抜粋 -
════════

メニュー

最新の記事

一覧を見る>>

テーマ

カレンダー

月別

八十代万歳!(旧七十代万歳)

地元の方に聞いて頂きたい物語 

2018年03月11日 外部ブログ記事
テーマ:テーマ無し



埼玉南部のこの辺りには、小さい村がたくさん有りました。三芳町だけでも四っつの村が合併してできており、それぞれの村の神楽があります。


上福岡のあたりにも、いろんな村があったようです。言い伝えがたくさん残っていて、それを本にまとめて下さった土地の古老がおいでになります。
その本から、私が語り言葉にまとめ直した物語が有り、地域の方にはぜひ聞いてもらいたいと思っています。
「びん沼川には、昭和の4〜5年ごろまで河童が住んでいたんですよ・・・」とか、


「養老橋の近くにはおんぶお化けと偽物のおんぶお化けが出たんですよ」とか。
このおんぶお化けは「ぶっつあるべぇ!」と言っておぶさってきます。
方言で、「負ぶさるべぇ」と言っているのです。




「ぶっつあるべぇ」 富田竹雄著 ふじみ野風景物語より 中谷久子再話 (7分)


昭和の時代の話だ。
古市場の商店街には日が暮れても人通りが有った。昨日までに田植え仕事を終えた若者が二人煎餅屋の縁台に腰掛けて、煎餅をかじりながらなにやら相談をしていた。

════════

保存済みのデータ記録
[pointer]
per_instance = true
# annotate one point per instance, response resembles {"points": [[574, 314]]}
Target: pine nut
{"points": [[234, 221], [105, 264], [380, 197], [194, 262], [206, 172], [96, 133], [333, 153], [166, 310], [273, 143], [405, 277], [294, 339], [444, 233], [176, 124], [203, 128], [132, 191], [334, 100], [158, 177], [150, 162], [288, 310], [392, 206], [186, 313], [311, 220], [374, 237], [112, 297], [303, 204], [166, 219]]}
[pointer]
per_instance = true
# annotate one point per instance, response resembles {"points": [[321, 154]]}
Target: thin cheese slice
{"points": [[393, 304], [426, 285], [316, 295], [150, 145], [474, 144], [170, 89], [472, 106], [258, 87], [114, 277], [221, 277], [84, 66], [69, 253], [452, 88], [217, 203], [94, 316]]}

════════

課題 - 地元の言い伝えの抜粋から、「上福岡のあたりにも、いろんな」に始まり「このおんぶお化けは「ぶっつあるべぇ!」と言っておぶさってきます。」に至るまでのすべてを、一字一句違えずに書き写してください。

解答 -
上福岡のあたりにも、いろんな村があったようです。言い伝えがたくさん残っていて、それを本にまとめて下さった土地の古老がおいでになります。
その本から、私が語り言葉にまとめ直した物語が有り、地域の方にはぜひ聞いてもらいたいと思っています。
「びん沼川には、昭和の4〜5年ごろまで河童が住んでいたんですよ・・・」とか、


「養老橋の近くにはおんぶお化けと偽物のおんぶお化けが出たんですよ」とか。
このおんぶお化けは「ぶっつあるべぇ!」と言っておぶさってきます。